(ACTION ITEM) Quote all of the items below verbatim, keeping every line unchanged.

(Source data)

——————

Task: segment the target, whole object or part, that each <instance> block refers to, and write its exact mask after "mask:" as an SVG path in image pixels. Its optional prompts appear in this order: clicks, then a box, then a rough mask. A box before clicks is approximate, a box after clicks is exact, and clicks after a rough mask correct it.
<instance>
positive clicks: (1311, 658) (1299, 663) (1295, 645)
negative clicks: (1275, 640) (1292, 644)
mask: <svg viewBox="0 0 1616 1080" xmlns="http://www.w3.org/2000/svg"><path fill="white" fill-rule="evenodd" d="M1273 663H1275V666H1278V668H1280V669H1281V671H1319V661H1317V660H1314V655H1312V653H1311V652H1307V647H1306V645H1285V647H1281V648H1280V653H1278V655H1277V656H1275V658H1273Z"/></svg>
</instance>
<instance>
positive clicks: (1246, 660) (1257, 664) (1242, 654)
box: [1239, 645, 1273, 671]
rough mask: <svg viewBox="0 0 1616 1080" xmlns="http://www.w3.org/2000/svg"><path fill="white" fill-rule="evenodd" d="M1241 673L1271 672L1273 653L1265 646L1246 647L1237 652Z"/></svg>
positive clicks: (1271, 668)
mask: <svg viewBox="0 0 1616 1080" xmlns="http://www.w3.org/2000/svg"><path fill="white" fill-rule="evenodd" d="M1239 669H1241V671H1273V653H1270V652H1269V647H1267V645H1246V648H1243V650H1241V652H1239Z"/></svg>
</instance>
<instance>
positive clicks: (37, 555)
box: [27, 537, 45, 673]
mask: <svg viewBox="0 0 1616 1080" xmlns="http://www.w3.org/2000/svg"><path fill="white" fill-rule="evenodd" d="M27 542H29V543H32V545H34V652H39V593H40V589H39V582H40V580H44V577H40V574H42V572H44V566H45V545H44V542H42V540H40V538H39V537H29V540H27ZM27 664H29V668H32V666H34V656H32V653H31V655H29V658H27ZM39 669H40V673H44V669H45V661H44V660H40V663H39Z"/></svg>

——————

(EXPECTED ANSWER)
Task: segment the target, whole object or part, that each <instance> block refers to, and write its exact mask after "mask:" as an SVG path in image pixels. Its optional prompts appear in this order: clicks, then a box, then a rough mask. A box before clicks is approximate, a box after clicks is exact, and clicks after a rough mask correct it.
<instance>
positive clicks: (1311, 658) (1299, 663) (1295, 645)
negative clicks: (1275, 640) (1292, 644)
mask: <svg viewBox="0 0 1616 1080" xmlns="http://www.w3.org/2000/svg"><path fill="white" fill-rule="evenodd" d="M1273 663H1275V666H1278V668H1280V669H1281V671H1319V661H1317V660H1314V655H1312V653H1311V652H1307V647H1306V645H1285V647H1281V648H1280V653H1278V655H1277V656H1275V658H1273Z"/></svg>
</instance>
<instance>
positive clicks: (1246, 660) (1257, 664) (1242, 654)
box: [1239, 645, 1273, 671]
rough mask: <svg viewBox="0 0 1616 1080" xmlns="http://www.w3.org/2000/svg"><path fill="white" fill-rule="evenodd" d="M1241 673L1271 672L1273 653L1265 646L1246 647L1237 652Z"/></svg>
positive clicks: (1271, 668)
mask: <svg viewBox="0 0 1616 1080" xmlns="http://www.w3.org/2000/svg"><path fill="white" fill-rule="evenodd" d="M1239 669H1241V671H1273V653H1270V652H1269V647H1267V645H1246V648H1243V650H1241V652H1239Z"/></svg>
</instance>
<instance>
positive clicks: (37, 555)
box: [27, 537, 45, 673]
mask: <svg viewBox="0 0 1616 1080" xmlns="http://www.w3.org/2000/svg"><path fill="white" fill-rule="evenodd" d="M27 542H29V543H32V545H34V652H39V593H40V589H39V582H40V580H44V577H40V574H42V572H44V566H45V545H44V542H42V540H40V538H39V537H29V540H27ZM27 664H29V668H32V666H34V656H32V653H31V655H29V658H27ZM39 669H40V673H44V669H45V661H44V660H40V663H39Z"/></svg>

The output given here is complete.